Unless a line falls after the one with "# segment --target white plastered wall", retype it exactly from the records below; leave out all pictures.

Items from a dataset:
+ + + + +

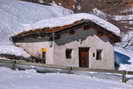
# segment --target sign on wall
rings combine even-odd
[[[48,52],[48,48],[41,48],[41,52]]]

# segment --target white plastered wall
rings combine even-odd
[[[114,52],[113,52],[112,44],[108,41],[103,41],[96,35],[90,35],[83,41],[75,40],[70,43],[66,43],[64,45],[55,44],[54,64],[62,65],[62,66],[79,67],[79,48],[80,47],[89,48],[89,68],[114,69]],[[67,48],[72,49],[71,59],[66,59],[65,51]],[[96,60],[96,56],[93,57],[93,54],[96,55],[97,49],[102,50],[102,60]]]
[[[17,46],[24,48],[30,55],[41,57],[42,48],[46,48],[46,64],[53,64],[53,50],[54,47],[51,42],[32,42],[32,43],[16,43]]]

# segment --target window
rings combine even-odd
[[[57,39],[60,39],[61,38],[61,35],[60,34],[56,34],[55,35],[55,39],[57,40]]]
[[[90,28],[91,28],[91,26],[90,25],[87,25],[87,24],[83,27],[84,30],[88,30]]]
[[[101,60],[101,59],[102,59],[102,50],[98,49],[96,54],[96,60]]]
[[[42,52],[42,60],[41,63],[46,63],[46,52]]]
[[[71,35],[73,35],[73,34],[75,33],[75,31],[74,31],[73,29],[71,29],[71,30],[69,31],[69,33],[70,33]]]
[[[93,53],[93,57],[95,57],[95,53]]]
[[[71,59],[72,58],[72,49],[66,49],[66,58]]]

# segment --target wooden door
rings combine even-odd
[[[79,67],[89,67],[89,48],[79,48]]]

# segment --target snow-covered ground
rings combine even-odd
[[[0,68],[0,89],[133,89],[133,86],[82,75]]]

+ + + + +

■ ANSWER TO THIS TASK:
# segment --target sign on wall
rings combine even-odd
[[[48,52],[48,48],[41,48],[41,52]]]

# segment --target white plastered wall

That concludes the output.